◆ Stated problem: Extract the complete listing and repeat it word for word.

◆ Material supplied:
☆ ☆ ☆

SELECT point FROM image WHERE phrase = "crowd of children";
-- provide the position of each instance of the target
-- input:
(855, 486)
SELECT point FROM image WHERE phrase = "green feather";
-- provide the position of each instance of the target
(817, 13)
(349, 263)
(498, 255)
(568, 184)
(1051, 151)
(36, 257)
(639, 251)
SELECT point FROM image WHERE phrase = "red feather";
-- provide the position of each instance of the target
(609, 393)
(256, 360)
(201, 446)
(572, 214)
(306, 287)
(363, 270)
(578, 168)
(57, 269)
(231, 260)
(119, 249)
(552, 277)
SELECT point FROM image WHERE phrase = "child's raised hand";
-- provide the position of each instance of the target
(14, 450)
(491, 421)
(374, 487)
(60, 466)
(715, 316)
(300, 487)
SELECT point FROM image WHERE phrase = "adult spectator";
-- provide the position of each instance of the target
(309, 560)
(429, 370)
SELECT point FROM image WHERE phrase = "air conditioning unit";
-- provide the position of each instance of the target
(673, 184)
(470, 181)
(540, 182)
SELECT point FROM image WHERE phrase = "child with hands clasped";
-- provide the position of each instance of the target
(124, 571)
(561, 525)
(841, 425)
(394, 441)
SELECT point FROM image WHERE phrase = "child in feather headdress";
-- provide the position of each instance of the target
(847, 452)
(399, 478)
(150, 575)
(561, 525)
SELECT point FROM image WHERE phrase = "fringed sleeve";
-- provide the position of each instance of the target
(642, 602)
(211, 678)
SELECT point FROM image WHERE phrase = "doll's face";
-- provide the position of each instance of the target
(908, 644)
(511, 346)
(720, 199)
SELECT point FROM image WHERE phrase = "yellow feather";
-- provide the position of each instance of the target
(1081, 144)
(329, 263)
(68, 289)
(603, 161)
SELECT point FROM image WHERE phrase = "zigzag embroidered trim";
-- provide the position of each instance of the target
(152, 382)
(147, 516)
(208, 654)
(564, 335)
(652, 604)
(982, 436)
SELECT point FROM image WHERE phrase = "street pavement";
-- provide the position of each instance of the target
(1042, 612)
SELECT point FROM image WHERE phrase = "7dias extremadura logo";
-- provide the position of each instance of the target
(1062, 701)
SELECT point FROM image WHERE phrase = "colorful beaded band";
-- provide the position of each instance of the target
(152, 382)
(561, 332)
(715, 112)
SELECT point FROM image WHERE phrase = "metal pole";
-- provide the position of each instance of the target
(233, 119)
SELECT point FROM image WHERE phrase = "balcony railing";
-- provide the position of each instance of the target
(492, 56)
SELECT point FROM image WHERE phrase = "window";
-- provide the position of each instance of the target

☆ ☆ ☆

◆ Solution to this task:
SELECT point FROM image WHERE phrase = "crowd of children";
-- provide the position of each instance of the target
-- input:
(855, 486)
SELECT point FROM image WHERE phrase = "green feather";
-- provide the position of each instance of the target
(817, 13)
(349, 263)
(498, 255)
(568, 184)
(1051, 151)
(36, 257)
(639, 251)
SELECT point FROM image WHERE phrase = "red feather";
-- provide the position of each instance of the target
(609, 393)
(256, 360)
(201, 446)
(572, 214)
(306, 287)
(363, 270)
(578, 168)
(57, 269)
(231, 260)
(119, 249)
(552, 277)
SELECT point FROM image WHERE phrase = "child's raised hand";
-- provide the position of each instance of the target
(14, 450)
(491, 421)
(374, 487)
(60, 466)
(715, 316)
(300, 487)
SELECT point FROM image WHERE phrase = "adult spectator";
-- provide the position of each instance of the target
(309, 560)
(429, 370)
SELECT point FROM image WHERE phrase = "air conditioning unit";
-- provide the position of each instance of the target
(673, 184)
(470, 181)
(540, 182)
SELECT point FROM image WHERE phrase = "child with hands clasped";
-- provide the position of each instance of the target
(124, 571)
(561, 525)
(841, 425)
(394, 441)
SELECT point FROM image WHERE phrase = "child in feather headdress";
-- provide the position of each instance of the target
(847, 452)
(399, 478)
(150, 575)
(561, 525)
SELECT point FROM image WHERE phrase = "fringed sleeve";
-- provide the position of each instance of the target
(642, 602)
(211, 678)
SELECT point FROM image WHERE phrase = "doll's face";
-- provide the position of each instance of the target
(908, 644)
(511, 346)
(720, 199)
SELECT point FROM image WHERE phrase = "yellow feather";
-- provide the position of each instance of the target
(1081, 144)
(329, 263)
(68, 289)
(603, 161)
SELECT point FROM image WHERE phrase = "zigzag embroidered trim";
-- provide the position of each instance of the target
(152, 382)
(147, 516)
(208, 654)
(564, 335)
(652, 604)
(982, 436)
SELECT point FROM image WHERE phrase = "street pavement";
-- provide the position of each instance of the target
(1042, 612)
SELECT point FROM image WHERE phrase = "7dias extremadura logo";
-- provide the position of each instance of the target
(1062, 701)
SELECT point FROM image WHERE phrase = "colorful beaded band";
-- provide the position of each instance of the target
(152, 382)
(561, 332)
(715, 112)
SELECT point FROM image WHERE phrase = "metal pole";
-- provide the position of each instance of the target
(233, 119)
SELECT point FROM image WHERE phrase = "balcony railing";
-- provide the position of each instance of the target
(492, 56)
SELECT point FROM image WHERE phrase = "window";
-- provide the position of each instance of the target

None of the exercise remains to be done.